QLIMR Module
Welcome to the documentation for the QLIMR module, a computational tool designed to obtain gravitational observables of rotating neutron stars. The acronym ‘QLIMR’ stands for Quadrupole moment (Q), Love number (L), Moment of inertia (I), Mass (M), and Radius (R) of the star. This module offers a comprehensive framework for studying the properties of neutron stars from the gravitational perspective, based on a barotropic Equation of State (EoS) provided by the user. In the following sections, you will find all the relevant information, including installation instructions, practical usage guidelines, and detailed explanations of the computations, providing you with a comprehensive guide to harnessing the capabilities of the QLIMR module.
Introduction
Neutron stars are extremely compact objects studied within the context of general relativity. However, obtaining exact analytical solutions for isolated rotating neutron stars has proven elusive. Numerical relativity simulations, while powerful, come with significant computational expenses. This prompts the utilization of the perturbative approach of Hartle and Thorne, which offers a more manageable way to gain valuable insights on the physics and dynamics of these intriguing objects.

WRITTEN REQUEST A:
How many lines in the listing contain the string "aircraft"? Give only the number.

Point-labeling examples:
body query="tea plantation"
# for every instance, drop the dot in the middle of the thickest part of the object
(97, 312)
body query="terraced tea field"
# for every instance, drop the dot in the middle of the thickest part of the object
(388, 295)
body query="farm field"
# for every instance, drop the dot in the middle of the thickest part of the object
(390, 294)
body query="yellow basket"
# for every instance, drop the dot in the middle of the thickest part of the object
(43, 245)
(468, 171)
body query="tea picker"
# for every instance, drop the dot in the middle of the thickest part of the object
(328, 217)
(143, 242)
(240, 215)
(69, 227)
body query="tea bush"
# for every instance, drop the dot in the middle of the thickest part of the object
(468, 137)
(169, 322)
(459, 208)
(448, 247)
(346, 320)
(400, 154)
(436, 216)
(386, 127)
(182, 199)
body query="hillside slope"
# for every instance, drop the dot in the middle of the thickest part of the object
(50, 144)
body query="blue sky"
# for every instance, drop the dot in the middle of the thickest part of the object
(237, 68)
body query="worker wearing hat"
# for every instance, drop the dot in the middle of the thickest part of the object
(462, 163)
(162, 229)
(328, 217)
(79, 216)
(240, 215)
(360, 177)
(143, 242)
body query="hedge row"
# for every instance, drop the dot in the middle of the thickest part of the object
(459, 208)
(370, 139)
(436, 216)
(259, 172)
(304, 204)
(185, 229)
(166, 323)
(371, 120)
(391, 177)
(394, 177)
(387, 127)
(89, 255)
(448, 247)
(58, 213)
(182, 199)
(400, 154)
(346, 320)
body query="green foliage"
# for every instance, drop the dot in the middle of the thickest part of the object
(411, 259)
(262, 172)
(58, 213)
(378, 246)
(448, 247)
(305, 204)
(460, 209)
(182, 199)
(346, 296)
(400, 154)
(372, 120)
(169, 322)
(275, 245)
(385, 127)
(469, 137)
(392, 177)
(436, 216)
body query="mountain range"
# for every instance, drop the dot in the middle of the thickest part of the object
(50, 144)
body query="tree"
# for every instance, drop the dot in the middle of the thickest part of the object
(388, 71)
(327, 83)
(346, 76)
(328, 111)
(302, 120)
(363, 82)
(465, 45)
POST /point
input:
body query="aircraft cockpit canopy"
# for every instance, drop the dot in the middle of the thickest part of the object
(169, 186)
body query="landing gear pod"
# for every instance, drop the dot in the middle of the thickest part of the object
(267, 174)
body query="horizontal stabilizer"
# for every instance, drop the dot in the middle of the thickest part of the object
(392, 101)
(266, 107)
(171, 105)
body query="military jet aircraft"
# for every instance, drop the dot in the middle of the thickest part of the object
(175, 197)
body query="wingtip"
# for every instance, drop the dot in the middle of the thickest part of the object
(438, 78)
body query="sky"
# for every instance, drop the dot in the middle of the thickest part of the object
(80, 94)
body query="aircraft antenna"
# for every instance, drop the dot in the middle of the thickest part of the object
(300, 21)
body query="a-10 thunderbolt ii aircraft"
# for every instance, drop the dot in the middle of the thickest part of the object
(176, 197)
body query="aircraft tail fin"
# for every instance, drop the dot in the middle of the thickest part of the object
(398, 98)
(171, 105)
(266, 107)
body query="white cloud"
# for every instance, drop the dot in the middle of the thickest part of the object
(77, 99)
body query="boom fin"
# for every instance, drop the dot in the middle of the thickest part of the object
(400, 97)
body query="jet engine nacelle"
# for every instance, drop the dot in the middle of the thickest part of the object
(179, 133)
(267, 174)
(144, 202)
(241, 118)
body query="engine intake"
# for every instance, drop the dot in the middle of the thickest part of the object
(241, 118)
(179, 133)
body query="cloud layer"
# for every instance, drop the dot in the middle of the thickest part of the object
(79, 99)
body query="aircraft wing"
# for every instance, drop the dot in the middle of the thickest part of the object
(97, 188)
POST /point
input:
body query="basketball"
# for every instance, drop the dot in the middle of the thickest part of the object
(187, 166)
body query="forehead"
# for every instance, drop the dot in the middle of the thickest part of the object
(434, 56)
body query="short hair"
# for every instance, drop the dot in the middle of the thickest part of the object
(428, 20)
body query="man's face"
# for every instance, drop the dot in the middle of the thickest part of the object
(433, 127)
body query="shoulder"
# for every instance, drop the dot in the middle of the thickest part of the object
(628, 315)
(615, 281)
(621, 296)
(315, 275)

WRITTEN REQUEST B:
Continue the QLIMR module documentation after its last sentence.

WRITTEN ANSWER A:
6

WRITTEN ANSWER B:
This module uses such approach as the cornerstone to numerically solve the perturbation equations from which one can extract different gravitational properties of neutron stars. The code is intended to be a great tool for the scientific community interested in studying and computing gravitational observables using a massive number of EoSs. When provided with a specific EoS and a defined set of input parameters, QLIMR is capable of generating two types of output variables. The first category encompasses the local functions derived from solving the equations, while the second category comprises the global variables, such as the star’s mass and radius, which serve as key observables.
The following sections serve as essential guides for users. The ‘Installation’ section outlines the process of setting up the module in their computational environment. ‘Mathematical Foundations’ delves into the theoretical groundwork, elucidating the theoretical aspects underpinning the modelling of rotating neutron stars. ‘Code Architecture and Structure’ provides insight into the organization of the QLIMR code, offering a clear overview of its components. The ‘Usage Workflow’ section guides users through the entire process, from input specification to output results, streamlining its integration into research workflows. Lastly, ‘Examples’ offers practical demonstrations, showcasing QLIMR’s functionalities and empowering users with hands-on experience in studying neutron stars.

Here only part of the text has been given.